[PASSAGE PROVIDED]
If we are going to tell lower standard of living countries that they need to take the slower or more expensive routes to wealth instead of using the same bad ways we did, we should be using some of our wealth to subsidize those more expensive routes for them.


So what happens next? 300 million people in the USA pull up stakes and move back to their (or ancestors) country of origin out of guilt?


It's not that the US government suddenly decided to be nicer to Native Americans. Rather, they're no longer deemed to be a threat to the United States and barely have anything that can be forcibly taken. In an alternate universe where Native Americans had connections with Islamic extremists, Native American reservations would closely resemble Xinjiang. Buildings getting their windows smashed in is enough to call the National Guard, so I can't imagine what real domestic tension would do to the US.

100 years from now, Xinjiang will most likely be peaceful when the last traditional Uyghurs pass away, and China will no longer have to force assimilation. That doesn't absolve China of its wrongdoings today.


[flagged]


Wait, you think Native Americans are confined in reservations? Like there's a big fence around the reservation, and they can't go out?

Puerto Rico can have independence any time they want. They've had several referenda, and independence has yet to win.


>Wait, you think Native Americans are confined in reservations? Like there's a big fence around the reservation, and they can't go out?

Good one, no.

I think that the lands they lived and had autonomy and their rule of law etc, have been taken from them as their ancestral places, and have been confined to the reservations.

[MATERIAL SHOWN]
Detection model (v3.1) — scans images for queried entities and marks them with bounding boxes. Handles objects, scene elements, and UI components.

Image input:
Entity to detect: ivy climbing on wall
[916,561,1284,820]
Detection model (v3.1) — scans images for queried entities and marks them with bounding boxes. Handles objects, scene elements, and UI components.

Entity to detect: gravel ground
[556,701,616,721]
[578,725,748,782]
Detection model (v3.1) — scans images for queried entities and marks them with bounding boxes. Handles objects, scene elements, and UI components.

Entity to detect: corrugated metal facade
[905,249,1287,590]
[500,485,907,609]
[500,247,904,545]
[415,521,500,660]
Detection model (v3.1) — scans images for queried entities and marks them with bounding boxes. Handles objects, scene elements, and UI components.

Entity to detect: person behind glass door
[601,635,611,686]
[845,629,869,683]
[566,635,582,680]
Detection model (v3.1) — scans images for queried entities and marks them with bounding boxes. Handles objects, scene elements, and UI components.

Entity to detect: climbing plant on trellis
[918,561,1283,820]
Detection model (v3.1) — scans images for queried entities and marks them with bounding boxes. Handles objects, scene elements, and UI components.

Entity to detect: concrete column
--
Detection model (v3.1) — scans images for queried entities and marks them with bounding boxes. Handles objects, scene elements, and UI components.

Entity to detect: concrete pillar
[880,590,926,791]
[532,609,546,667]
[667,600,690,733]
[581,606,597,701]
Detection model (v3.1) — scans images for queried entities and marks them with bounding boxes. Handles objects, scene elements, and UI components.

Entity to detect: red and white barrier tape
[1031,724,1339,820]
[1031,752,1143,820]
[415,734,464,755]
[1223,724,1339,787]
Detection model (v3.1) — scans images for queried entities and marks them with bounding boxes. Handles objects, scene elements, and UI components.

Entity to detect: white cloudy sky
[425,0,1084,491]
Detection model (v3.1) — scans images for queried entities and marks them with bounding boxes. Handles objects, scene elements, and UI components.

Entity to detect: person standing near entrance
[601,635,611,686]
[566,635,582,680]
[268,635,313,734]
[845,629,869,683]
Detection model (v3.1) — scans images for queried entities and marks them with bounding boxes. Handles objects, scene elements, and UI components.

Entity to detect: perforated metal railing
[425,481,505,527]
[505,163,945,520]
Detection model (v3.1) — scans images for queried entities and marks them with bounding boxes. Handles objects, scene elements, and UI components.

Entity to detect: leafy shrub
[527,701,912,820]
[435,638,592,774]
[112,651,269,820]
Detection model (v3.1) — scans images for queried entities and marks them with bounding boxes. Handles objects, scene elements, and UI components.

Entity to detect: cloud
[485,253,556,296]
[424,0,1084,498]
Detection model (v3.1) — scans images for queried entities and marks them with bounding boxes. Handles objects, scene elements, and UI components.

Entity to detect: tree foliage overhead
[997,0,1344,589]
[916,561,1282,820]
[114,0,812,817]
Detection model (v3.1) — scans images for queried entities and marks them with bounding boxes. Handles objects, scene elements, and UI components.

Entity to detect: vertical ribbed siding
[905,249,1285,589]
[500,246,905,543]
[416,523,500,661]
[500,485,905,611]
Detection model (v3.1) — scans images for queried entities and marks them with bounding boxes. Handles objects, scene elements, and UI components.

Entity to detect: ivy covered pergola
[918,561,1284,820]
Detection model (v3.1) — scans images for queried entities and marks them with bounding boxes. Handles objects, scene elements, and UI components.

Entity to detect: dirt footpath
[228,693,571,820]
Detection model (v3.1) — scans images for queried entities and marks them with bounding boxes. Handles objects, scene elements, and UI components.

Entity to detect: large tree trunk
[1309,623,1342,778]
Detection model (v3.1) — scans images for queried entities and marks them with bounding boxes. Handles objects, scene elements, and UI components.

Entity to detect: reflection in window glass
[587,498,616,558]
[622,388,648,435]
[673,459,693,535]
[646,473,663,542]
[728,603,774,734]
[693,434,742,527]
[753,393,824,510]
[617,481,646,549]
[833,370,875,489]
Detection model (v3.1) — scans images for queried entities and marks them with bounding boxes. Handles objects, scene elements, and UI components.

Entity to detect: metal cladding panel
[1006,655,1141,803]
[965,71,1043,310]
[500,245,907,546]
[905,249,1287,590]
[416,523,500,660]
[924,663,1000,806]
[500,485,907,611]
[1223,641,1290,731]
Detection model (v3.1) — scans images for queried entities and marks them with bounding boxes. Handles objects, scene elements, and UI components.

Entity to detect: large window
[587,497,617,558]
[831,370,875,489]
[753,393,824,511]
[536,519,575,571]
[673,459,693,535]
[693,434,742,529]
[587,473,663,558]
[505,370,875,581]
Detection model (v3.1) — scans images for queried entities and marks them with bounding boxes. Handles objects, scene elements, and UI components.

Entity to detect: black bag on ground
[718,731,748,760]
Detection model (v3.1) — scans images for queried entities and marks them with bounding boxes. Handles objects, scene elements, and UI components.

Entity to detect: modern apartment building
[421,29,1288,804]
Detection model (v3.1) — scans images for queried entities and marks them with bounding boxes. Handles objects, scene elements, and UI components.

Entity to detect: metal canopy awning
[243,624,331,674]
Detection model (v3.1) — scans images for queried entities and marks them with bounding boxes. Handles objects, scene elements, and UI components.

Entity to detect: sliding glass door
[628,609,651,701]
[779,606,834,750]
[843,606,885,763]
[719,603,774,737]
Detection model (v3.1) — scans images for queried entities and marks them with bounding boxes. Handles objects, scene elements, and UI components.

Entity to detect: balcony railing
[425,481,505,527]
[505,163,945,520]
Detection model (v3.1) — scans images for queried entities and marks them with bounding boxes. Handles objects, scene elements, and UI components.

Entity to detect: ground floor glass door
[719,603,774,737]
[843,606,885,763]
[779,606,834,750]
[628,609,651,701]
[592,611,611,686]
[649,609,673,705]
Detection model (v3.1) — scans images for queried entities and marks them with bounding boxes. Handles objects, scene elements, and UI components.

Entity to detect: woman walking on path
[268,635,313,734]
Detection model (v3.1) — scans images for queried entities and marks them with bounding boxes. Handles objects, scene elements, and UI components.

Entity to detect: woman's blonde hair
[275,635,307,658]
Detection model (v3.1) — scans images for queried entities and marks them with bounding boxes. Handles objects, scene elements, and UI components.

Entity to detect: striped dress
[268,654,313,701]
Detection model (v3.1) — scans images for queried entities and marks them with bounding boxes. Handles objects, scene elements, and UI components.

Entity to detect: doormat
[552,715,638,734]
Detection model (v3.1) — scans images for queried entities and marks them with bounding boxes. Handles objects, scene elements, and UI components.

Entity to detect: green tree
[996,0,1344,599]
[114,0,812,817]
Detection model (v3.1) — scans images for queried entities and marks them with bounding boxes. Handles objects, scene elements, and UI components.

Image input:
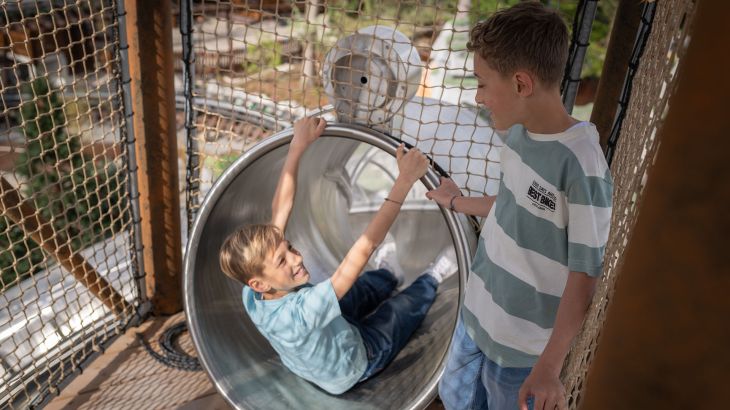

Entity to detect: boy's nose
...
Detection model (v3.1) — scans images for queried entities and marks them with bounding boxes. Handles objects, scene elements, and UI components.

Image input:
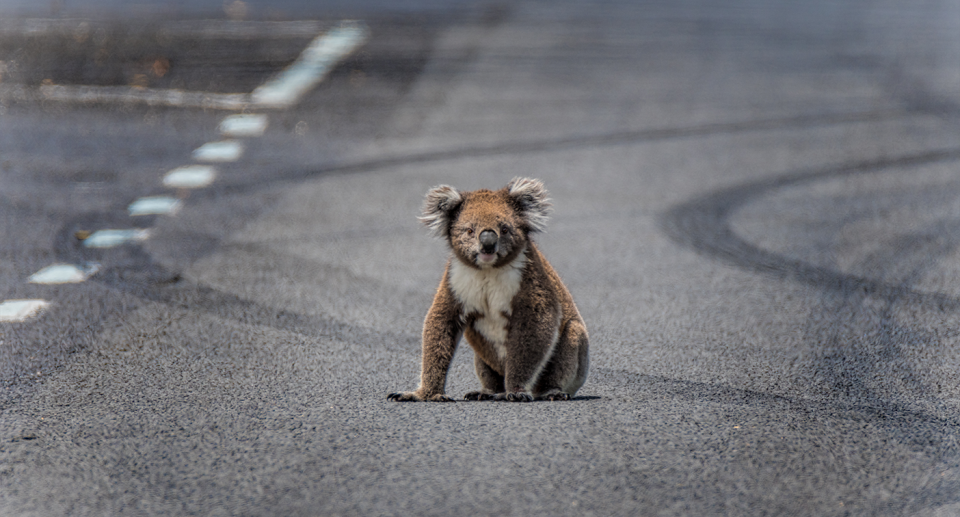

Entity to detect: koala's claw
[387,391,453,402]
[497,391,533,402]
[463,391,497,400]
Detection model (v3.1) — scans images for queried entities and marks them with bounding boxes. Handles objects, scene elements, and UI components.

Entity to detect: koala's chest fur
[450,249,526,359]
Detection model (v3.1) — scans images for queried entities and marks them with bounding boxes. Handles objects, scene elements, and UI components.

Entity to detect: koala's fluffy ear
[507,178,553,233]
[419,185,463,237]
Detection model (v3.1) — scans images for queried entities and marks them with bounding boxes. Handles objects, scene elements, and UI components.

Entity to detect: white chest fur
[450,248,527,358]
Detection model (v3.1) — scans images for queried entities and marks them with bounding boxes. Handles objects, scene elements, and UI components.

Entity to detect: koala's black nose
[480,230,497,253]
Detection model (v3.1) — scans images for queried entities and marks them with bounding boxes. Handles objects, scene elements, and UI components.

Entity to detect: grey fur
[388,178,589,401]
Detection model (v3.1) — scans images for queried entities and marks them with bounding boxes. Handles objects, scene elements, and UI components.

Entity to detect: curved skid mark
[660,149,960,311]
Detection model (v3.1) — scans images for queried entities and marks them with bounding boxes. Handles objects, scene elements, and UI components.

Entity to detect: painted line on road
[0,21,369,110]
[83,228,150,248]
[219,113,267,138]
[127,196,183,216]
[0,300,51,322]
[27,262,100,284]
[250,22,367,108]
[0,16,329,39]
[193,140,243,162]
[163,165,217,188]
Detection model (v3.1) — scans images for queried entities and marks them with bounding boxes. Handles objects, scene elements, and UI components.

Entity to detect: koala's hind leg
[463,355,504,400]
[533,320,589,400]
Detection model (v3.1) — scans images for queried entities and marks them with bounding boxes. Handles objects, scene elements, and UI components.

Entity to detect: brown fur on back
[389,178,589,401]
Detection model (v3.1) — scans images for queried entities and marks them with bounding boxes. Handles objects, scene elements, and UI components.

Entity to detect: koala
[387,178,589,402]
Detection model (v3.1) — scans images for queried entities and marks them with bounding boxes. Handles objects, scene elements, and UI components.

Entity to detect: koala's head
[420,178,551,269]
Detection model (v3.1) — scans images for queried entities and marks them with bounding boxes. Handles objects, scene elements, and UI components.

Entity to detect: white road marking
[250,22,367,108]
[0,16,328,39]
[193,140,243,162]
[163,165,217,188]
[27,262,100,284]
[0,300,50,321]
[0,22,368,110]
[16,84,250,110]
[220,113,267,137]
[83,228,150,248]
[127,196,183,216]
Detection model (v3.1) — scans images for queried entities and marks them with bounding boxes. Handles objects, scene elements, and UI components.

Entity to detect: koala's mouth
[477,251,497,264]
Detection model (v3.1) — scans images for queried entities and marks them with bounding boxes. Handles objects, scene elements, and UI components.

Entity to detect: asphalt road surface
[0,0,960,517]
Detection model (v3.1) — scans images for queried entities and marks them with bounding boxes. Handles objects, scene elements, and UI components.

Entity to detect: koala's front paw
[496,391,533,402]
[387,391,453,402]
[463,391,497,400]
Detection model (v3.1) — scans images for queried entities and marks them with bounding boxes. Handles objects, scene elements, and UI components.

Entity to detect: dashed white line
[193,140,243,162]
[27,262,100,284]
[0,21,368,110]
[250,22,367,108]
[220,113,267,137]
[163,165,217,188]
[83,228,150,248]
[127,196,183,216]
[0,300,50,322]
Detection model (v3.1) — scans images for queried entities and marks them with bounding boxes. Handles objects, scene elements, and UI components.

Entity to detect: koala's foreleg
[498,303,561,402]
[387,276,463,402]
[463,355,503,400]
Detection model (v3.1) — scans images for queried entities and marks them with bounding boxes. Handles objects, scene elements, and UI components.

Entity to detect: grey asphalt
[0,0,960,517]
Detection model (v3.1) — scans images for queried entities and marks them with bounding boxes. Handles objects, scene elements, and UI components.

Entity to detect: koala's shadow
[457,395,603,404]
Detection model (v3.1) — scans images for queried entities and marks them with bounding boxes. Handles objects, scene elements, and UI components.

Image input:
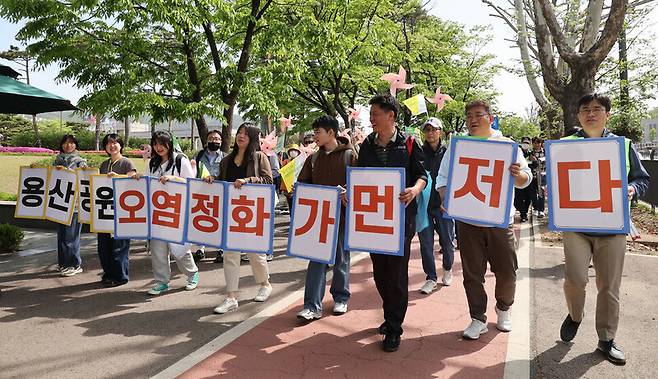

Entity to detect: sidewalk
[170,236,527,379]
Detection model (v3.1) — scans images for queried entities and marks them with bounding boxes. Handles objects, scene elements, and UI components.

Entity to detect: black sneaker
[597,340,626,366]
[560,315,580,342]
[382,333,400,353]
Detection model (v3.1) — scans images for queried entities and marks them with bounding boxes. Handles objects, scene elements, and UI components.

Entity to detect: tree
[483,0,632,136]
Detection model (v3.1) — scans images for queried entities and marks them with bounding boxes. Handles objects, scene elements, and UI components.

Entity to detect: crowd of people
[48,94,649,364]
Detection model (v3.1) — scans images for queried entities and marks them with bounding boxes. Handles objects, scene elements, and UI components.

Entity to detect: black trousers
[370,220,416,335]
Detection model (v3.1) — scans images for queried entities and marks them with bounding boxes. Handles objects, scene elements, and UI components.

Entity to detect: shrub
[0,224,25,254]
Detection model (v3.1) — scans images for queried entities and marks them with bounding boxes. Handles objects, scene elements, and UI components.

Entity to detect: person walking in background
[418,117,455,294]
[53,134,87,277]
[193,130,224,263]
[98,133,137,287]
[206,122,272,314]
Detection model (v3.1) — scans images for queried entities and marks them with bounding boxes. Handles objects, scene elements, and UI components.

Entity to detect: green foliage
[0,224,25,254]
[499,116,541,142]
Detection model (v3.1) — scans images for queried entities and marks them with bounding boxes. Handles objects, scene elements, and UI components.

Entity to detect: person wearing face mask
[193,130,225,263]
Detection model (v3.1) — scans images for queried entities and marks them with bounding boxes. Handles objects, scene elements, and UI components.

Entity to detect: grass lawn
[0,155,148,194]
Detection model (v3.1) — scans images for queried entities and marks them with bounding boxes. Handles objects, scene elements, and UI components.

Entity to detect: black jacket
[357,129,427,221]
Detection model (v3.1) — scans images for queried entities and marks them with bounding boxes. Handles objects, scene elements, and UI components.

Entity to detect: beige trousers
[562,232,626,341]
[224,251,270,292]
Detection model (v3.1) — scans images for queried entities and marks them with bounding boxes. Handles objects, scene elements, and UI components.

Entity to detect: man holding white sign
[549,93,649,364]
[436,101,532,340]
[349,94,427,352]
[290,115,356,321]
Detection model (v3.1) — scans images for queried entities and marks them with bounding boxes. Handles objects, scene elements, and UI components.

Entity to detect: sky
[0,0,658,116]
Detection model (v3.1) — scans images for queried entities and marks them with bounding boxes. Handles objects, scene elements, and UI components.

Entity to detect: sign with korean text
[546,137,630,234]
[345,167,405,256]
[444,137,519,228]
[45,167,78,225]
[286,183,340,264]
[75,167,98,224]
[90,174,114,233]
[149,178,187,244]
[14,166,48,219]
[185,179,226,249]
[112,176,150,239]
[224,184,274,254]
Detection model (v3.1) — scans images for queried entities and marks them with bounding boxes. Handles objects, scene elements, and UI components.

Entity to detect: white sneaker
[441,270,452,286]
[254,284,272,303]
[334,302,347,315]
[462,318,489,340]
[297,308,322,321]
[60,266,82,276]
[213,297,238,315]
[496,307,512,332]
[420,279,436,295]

[QUESTIONS TO ANSWER]
[1] Rewrite the discussion thread, starting with "If we are going" and going on through "out of guilt?", and update it so that "subsidize" becomes "fund".
[2] According to the discussion thread, which option has yet to win in Puerto Rico's referenda?
The listing has nothing to do with this exercise.

[OUTPUTS BY TASK]
[1]
If we are going to tell lower standard of living countries that they need to take the slower or more expensive routes to wealth instead of using the same bad ways we did, we should be using some of our wealth to fund those more expensive routes for them.


So what happens next? 300 million people in the USA pull up stakes and move back to their (or ancestors) country of origin out of guilt?

[2] Independence.